Exercise directions
Gather every line of the items below that contains the string "trunk" and copy each such line in full.

Listed entries
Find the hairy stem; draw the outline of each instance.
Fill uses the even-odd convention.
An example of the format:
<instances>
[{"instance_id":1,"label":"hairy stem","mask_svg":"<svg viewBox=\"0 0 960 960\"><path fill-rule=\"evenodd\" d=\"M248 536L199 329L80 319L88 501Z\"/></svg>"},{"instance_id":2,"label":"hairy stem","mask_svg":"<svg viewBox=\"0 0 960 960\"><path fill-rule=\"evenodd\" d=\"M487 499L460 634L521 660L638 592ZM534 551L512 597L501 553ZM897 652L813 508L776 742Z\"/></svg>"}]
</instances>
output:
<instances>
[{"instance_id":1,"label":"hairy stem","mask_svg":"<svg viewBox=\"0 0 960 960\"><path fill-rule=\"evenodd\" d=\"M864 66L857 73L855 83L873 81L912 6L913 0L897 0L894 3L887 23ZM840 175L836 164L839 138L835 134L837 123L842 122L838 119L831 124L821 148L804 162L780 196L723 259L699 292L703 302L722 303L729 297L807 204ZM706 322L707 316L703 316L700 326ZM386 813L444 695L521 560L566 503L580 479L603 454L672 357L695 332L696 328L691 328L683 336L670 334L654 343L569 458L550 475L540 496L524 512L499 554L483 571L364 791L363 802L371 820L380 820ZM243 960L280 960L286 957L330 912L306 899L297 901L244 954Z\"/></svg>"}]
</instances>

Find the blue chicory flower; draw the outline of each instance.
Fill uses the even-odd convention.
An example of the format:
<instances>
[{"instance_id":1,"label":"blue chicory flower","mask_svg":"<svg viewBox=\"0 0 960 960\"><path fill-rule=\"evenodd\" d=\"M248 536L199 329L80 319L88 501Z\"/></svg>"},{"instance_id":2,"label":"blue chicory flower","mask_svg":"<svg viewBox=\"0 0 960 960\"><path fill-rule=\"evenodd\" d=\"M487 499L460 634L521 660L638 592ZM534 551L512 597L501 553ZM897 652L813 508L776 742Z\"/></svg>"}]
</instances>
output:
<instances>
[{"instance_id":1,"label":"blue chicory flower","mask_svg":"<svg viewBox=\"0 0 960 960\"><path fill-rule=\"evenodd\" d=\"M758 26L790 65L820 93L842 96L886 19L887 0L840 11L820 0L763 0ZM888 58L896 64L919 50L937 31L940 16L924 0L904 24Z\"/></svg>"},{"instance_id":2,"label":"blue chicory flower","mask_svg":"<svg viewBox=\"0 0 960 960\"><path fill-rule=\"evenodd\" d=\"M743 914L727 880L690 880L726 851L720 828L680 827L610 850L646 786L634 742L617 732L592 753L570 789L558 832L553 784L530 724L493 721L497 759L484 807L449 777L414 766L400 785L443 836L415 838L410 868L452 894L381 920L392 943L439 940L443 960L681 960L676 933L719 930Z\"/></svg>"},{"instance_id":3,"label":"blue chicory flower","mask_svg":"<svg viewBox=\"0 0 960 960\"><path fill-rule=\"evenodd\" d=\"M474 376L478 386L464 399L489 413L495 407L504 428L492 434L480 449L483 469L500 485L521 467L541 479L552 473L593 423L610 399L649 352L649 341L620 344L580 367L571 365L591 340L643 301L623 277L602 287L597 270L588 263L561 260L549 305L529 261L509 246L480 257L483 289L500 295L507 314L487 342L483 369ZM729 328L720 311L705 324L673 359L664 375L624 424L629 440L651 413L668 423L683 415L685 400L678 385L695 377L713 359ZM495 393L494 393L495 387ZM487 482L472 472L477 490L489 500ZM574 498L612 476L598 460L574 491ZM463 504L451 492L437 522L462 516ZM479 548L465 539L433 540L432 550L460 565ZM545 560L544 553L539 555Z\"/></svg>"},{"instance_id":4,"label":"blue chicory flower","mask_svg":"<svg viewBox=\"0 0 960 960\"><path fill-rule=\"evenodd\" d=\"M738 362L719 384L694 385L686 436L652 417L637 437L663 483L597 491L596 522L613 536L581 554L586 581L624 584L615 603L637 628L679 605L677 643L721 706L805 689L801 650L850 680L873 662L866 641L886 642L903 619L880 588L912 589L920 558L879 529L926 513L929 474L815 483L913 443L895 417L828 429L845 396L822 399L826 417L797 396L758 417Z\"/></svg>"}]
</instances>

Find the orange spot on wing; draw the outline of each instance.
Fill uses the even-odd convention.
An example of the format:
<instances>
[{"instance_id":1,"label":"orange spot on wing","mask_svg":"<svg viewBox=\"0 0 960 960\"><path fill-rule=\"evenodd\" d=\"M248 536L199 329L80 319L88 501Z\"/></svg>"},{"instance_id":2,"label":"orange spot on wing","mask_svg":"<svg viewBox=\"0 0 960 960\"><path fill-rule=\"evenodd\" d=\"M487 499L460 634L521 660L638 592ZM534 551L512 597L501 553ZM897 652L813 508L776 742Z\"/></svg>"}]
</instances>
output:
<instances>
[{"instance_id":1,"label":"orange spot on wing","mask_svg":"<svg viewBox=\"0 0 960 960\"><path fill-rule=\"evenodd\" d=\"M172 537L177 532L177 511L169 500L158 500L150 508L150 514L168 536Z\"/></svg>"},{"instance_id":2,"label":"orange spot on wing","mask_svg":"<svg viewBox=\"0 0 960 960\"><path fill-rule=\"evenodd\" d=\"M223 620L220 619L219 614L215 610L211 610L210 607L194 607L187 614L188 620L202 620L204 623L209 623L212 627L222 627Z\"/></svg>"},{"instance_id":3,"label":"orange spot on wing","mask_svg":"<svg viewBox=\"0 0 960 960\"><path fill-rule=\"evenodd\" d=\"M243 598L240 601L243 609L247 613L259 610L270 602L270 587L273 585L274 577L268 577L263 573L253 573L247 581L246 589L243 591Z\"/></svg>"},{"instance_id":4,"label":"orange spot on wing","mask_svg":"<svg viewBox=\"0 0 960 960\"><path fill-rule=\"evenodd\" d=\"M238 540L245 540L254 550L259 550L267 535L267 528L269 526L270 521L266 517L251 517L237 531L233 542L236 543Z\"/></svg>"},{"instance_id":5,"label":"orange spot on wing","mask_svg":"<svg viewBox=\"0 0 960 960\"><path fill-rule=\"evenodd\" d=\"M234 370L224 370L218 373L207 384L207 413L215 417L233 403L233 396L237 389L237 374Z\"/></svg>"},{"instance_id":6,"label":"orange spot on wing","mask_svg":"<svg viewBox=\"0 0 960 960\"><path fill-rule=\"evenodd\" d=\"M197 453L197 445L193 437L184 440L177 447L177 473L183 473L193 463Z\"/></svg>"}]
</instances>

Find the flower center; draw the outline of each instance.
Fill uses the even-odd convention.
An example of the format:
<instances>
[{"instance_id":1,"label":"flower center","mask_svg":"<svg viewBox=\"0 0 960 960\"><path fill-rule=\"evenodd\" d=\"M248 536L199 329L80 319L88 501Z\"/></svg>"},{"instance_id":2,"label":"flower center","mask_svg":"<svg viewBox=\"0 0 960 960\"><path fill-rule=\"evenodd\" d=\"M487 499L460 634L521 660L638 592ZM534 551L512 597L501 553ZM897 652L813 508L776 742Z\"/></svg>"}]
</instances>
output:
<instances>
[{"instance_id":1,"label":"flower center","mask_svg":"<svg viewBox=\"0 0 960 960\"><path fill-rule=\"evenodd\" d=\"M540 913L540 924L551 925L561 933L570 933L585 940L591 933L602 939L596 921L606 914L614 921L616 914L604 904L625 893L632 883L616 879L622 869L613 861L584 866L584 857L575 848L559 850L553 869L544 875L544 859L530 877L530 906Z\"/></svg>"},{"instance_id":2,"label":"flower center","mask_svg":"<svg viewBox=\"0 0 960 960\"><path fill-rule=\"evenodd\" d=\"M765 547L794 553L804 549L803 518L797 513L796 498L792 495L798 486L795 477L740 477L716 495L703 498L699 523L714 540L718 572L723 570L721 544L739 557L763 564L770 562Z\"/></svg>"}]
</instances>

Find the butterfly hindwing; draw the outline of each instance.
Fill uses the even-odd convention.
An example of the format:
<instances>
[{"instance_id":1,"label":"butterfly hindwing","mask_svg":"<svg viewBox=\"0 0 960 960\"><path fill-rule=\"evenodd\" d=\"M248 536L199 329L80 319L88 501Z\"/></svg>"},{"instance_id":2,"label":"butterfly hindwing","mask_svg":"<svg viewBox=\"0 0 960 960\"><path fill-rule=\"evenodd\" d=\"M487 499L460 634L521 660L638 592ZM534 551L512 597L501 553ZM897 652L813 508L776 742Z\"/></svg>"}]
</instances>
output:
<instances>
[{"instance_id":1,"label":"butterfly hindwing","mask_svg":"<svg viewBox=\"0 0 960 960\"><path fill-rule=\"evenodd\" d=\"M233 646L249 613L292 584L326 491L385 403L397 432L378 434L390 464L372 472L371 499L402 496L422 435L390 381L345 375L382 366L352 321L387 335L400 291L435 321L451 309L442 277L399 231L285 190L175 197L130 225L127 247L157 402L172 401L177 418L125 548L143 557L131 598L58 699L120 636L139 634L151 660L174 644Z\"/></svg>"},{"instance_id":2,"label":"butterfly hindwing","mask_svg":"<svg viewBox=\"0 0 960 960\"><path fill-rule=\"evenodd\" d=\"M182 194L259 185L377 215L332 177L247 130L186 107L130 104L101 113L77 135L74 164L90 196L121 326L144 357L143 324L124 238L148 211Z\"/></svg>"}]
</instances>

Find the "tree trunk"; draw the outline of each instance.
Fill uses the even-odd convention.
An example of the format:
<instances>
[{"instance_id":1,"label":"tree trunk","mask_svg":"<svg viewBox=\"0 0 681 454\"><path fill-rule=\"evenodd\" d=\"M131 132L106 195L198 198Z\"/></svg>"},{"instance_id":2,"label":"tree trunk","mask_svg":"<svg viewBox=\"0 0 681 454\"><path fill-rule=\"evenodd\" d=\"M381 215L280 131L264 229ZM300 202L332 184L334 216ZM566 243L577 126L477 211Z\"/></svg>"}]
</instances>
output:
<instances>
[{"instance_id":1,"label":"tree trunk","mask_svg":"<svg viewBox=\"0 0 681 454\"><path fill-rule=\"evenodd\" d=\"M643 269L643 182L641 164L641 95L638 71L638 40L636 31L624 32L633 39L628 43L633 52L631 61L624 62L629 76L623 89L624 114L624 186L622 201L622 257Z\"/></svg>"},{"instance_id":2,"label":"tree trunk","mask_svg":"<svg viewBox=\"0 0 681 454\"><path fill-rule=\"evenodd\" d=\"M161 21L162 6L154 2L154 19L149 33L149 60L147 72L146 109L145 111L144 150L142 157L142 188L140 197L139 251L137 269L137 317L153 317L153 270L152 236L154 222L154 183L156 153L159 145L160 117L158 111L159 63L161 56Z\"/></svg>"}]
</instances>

Right answer
Find the "tree trunk"; draw the outline of each instance.
[{"instance_id":1,"label":"tree trunk","mask_svg":"<svg viewBox=\"0 0 681 454\"><path fill-rule=\"evenodd\" d=\"M131 132L106 195L198 198Z\"/></svg>"},{"instance_id":2,"label":"tree trunk","mask_svg":"<svg viewBox=\"0 0 681 454\"><path fill-rule=\"evenodd\" d=\"M381 215L280 131L264 229ZM300 202L332 184L334 216ZM566 243L577 126L477 211Z\"/></svg>"}]
[{"instance_id":1,"label":"tree trunk","mask_svg":"<svg viewBox=\"0 0 681 454\"><path fill-rule=\"evenodd\" d=\"M643 269L643 182L641 164L641 95L638 71L638 40L636 31L624 32L633 39L628 43L633 52L631 61L624 62L629 76L623 89L624 114L624 186L622 201L622 257Z\"/></svg>"},{"instance_id":2,"label":"tree trunk","mask_svg":"<svg viewBox=\"0 0 681 454\"><path fill-rule=\"evenodd\" d=\"M161 21L162 6L154 2L154 19L149 33L149 60L147 72L146 109L145 111L144 150L142 157L142 188L140 197L139 251L137 269L137 317L153 317L153 270L152 236L154 222L154 183L156 153L159 145L160 117L158 111L159 63L161 56Z\"/></svg>"}]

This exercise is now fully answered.